TASK STATEMENT >> Pictures in the listing should not be copied. Reproduce, word for word, each line from the one holding "formatted like [186,39]." through the final line.

□ □ □

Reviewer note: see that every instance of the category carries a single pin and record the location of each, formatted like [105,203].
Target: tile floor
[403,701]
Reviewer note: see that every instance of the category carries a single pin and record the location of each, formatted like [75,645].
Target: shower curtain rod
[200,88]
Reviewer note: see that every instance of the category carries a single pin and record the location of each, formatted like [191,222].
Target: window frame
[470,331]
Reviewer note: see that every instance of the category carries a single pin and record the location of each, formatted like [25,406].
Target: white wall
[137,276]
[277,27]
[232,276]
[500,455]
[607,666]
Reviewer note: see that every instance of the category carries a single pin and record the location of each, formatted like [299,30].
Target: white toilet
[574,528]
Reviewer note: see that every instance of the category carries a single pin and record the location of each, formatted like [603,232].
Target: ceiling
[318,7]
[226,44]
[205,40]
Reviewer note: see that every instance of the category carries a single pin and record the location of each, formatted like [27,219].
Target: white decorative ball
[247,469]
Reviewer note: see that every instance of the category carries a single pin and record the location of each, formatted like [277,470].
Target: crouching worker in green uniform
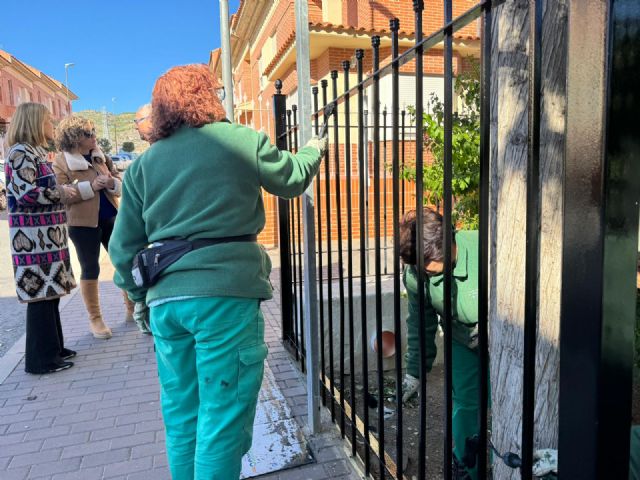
[201,180]
[466,363]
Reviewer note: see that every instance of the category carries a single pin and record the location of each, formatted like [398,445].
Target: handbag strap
[207,242]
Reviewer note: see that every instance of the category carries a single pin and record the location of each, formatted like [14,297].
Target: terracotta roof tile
[372,31]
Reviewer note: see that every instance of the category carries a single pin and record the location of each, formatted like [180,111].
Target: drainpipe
[310,314]
[225,45]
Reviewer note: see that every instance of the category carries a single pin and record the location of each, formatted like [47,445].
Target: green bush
[465,148]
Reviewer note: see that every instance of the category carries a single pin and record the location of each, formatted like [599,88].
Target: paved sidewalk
[101,418]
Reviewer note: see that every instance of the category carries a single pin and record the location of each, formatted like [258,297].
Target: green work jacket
[205,183]
[464,305]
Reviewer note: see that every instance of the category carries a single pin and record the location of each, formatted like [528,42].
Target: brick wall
[368,14]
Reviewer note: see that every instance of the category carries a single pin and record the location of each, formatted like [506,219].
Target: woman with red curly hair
[201,180]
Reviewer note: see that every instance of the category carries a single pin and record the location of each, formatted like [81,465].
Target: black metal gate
[594,438]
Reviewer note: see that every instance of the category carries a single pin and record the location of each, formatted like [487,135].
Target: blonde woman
[38,235]
[92,213]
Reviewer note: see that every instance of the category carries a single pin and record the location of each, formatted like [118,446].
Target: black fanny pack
[151,261]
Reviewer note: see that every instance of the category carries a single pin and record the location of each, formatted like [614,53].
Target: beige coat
[72,169]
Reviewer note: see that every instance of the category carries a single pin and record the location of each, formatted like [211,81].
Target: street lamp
[66,83]
[115,127]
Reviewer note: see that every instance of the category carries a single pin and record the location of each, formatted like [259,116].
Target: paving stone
[133,440]
[86,449]
[66,440]
[45,433]
[136,417]
[94,425]
[35,458]
[147,450]
[51,468]
[336,468]
[106,458]
[82,474]
[16,474]
[155,474]
[114,432]
[30,425]
[130,466]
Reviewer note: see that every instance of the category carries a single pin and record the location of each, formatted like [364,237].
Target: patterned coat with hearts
[37,226]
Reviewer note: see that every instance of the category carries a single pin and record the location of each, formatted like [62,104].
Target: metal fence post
[599,239]
[286,296]
[310,294]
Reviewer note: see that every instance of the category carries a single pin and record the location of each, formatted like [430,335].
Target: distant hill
[124,127]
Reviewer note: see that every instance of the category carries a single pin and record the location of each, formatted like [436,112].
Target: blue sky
[119,47]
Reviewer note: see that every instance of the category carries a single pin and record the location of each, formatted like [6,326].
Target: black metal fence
[354,392]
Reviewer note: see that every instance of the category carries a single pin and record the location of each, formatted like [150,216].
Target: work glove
[319,143]
[546,462]
[141,317]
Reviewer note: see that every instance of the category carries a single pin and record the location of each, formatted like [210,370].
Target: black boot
[42,353]
[65,353]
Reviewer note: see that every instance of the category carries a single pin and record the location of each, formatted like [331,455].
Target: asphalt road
[12,312]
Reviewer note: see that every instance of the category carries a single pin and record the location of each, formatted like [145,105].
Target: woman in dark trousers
[92,214]
[38,236]
[466,363]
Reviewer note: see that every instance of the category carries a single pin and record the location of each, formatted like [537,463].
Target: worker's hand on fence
[546,462]
[321,144]
[141,317]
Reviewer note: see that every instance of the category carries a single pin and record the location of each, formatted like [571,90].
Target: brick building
[20,83]
[263,50]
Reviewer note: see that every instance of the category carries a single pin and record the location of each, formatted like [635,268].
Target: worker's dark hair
[432,237]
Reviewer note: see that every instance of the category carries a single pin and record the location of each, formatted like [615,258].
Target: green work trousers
[210,353]
[465,385]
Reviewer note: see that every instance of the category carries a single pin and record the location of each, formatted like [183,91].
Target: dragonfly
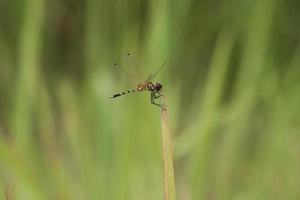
[154,88]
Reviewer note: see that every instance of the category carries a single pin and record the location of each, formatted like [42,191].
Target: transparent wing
[153,75]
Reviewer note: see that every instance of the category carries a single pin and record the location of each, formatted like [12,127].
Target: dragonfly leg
[153,96]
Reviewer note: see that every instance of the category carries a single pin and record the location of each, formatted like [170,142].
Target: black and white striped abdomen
[122,93]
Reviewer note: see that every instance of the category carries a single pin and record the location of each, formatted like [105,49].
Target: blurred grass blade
[169,177]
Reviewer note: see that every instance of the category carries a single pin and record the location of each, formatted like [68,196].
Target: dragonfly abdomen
[122,93]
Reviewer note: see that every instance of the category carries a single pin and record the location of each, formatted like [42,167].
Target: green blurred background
[232,84]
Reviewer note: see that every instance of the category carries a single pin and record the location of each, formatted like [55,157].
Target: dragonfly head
[157,87]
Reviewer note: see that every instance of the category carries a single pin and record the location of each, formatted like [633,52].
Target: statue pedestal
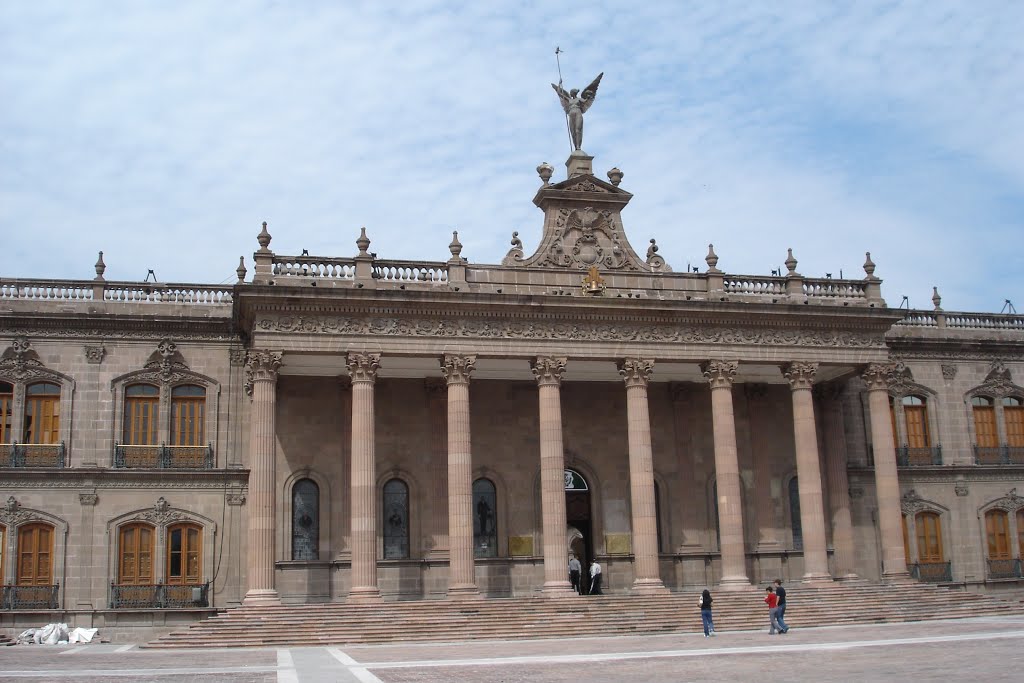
[579,163]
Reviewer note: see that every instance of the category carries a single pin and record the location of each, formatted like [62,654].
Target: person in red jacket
[772,601]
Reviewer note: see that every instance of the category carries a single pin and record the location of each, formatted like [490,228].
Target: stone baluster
[647,575]
[261,381]
[720,375]
[801,378]
[363,370]
[548,372]
[462,582]
[886,477]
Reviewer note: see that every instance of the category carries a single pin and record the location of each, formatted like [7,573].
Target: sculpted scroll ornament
[548,370]
[458,369]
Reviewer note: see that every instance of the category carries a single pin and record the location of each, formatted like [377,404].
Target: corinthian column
[886,478]
[836,478]
[647,573]
[363,369]
[812,516]
[462,580]
[730,510]
[261,380]
[549,379]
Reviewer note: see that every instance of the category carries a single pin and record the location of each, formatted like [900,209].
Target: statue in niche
[576,104]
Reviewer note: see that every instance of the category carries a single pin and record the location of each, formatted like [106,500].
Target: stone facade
[382,429]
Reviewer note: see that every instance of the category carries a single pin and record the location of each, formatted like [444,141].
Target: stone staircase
[341,623]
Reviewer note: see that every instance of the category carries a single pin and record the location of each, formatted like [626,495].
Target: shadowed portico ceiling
[321,365]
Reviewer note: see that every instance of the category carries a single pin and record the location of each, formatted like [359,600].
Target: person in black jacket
[706,617]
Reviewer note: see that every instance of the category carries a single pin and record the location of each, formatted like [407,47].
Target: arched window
[42,413]
[6,411]
[484,518]
[35,555]
[305,520]
[187,415]
[997,534]
[1013,418]
[184,553]
[929,527]
[135,543]
[986,434]
[915,419]
[395,520]
[795,523]
[141,415]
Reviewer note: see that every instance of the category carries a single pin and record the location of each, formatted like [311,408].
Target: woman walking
[706,619]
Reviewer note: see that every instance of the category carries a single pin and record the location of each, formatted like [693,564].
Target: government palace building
[352,428]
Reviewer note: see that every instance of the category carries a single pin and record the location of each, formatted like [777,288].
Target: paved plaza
[984,649]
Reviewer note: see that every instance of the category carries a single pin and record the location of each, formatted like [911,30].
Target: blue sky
[165,132]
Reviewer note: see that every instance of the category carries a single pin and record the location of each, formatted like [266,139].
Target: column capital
[458,369]
[548,370]
[636,372]
[800,374]
[877,376]
[720,374]
[261,366]
[363,367]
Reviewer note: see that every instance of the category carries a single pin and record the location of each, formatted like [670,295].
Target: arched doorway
[580,530]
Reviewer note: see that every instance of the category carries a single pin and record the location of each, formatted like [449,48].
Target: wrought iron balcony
[163,457]
[30,597]
[1005,569]
[160,596]
[933,572]
[33,455]
[998,455]
[925,457]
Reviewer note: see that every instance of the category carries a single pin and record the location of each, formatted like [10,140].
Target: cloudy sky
[165,132]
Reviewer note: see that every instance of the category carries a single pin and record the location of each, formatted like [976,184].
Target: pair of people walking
[775,599]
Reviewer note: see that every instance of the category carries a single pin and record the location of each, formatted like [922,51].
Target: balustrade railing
[998,455]
[33,455]
[131,456]
[160,596]
[919,457]
[933,572]
[1005,568]
[30,597]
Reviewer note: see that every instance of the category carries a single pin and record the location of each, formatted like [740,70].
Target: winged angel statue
[576,104]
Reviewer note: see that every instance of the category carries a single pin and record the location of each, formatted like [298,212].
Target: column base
[648,587]
[365,594]
[261,596]
[734,583]
[463,591]
[815,578]
[557,589]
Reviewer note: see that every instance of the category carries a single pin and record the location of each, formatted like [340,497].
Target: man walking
[780,612]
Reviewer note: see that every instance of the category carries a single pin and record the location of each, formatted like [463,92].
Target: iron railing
[33,455]
[1005,569]
[163,457]
[923,457]
[933,572]
[160,596]
[30,597]
[998,455]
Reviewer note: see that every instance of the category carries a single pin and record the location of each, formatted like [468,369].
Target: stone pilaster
[548,372]
[462,580]
[437,414]
[261,383]
[837,481]
[647,575]
[886,477]
[720,375]
[801,378]
[363,371]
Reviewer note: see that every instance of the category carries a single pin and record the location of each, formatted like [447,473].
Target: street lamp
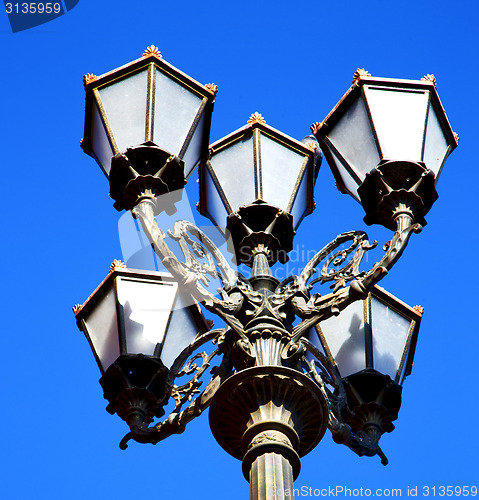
[137,323]
[291,362]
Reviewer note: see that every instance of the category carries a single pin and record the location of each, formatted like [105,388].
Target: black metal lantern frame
[258,153]
[154,163]
[386,142]
[275,391]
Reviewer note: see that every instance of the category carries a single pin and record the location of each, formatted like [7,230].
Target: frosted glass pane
[146,309]
[125,107]
[399,117]
[435,148]
[234,168]
[193,153]
[175,111]
[349,182]
[214,204]
[102,328]
[354,139]
[299,204]
[100,144]
[390,332]
[181,331]
[280,168]
[345,337]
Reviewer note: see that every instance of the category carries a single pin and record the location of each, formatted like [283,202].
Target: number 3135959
[33,8]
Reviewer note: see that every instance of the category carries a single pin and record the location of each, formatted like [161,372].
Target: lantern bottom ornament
[395,187]
[146,171]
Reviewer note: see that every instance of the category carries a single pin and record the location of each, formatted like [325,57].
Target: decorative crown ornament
[360,73]
[152,51]
[256,118]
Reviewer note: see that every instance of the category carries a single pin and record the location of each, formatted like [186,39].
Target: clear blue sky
[291,61]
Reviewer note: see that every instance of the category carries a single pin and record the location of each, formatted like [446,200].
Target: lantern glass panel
[193,154]
[399,117]
[349,182]
[102,329]
[435,146]
[100,144]
[299,206]
[280,169]
[234,168]
[354,138]
[345,337]
[390,335]
[124,102]
[214,204]
[182,330]
[175,112]
[146,311]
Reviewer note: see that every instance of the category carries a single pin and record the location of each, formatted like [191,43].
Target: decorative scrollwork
[316,308]
[337,401]
[326,376]
[202,260]
[184,365]
[340,277]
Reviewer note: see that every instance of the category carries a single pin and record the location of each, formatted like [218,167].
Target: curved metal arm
[194,273]
[176,422]
[319,308]
[342,432]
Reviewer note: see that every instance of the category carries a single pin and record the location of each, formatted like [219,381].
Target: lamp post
[291,363]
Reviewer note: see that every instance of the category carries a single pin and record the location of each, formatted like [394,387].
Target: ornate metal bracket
[183,394]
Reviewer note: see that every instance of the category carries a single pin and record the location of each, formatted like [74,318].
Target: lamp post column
[268,415]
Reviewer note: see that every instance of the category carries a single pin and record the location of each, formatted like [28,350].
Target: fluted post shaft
[271,478]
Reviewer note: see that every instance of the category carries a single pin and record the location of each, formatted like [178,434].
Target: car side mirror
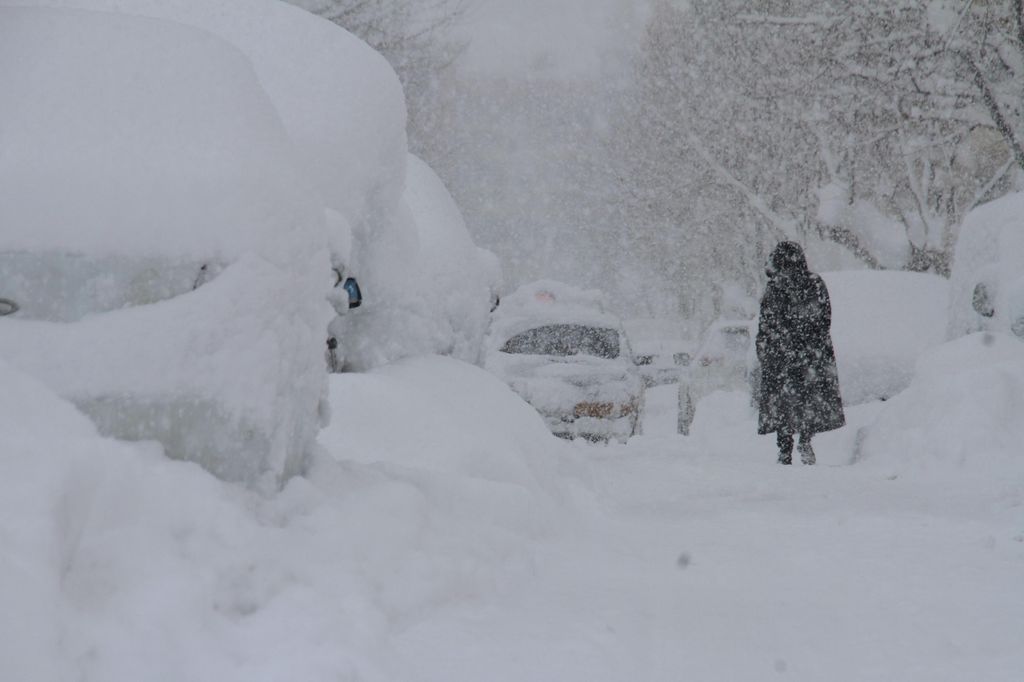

□ □ □

CORRECT RESPONSE >>
Reviewer note: see that every instance of the category carries a single pin and record the location of each, formatted like [186,39].
Target: clear blue sky
[291,61]
Reviewer note: see that every instance of the category carries a single pin and record the location of each, formatted like [446,200].
Target: lantern glass panel
[193,154]
[399,117]
[349,182]
[102,329]
[435,146]
[100,144]
[299,206]
[280,169]
[234,168]
[354,138]
[345,337]
[390,335]
[124,102]
[214,204]
[182,330]
[175,112]
[146,311]
Reviewer note: see that every instance of the category carries a single pin and record the location of each, formatted like [191,43].
Target: decorative scrollwork
[316,308]
[337,401]
[326,376]
[202,260]
[184,365]
[340,277]
Reviewer note: see that every instance of the category carries a single pin and record the location of each, formatted like [218,167].
Target: curved metal arm
[194,273]
[176,422]
[319,308]
[342,432]
Reviewer note: see that every instance of the category carries a single pin and record the location of each, formatted like [219,381].
Target: lamp post
[291,363]
Reviewer note: see that every instance of the category carries a single pin and record the location of each, formatted like [394,387].
Target: ornate metal bracket
[183,394]
Reviewer note: see that every instance of the category carries a single pin and record the location of each, formatted like [74,318].
Target: lamp post column
[268,415]
Reviewer note: see that every instance of the category carries a single pin and record the location of each, formatted like [28,350].
Target: fluted post shaft
[271,478]
Reviewer note: see that every instance of the category carries a single pin and record the location of each, formatted like [178,434].
Target: car side mirror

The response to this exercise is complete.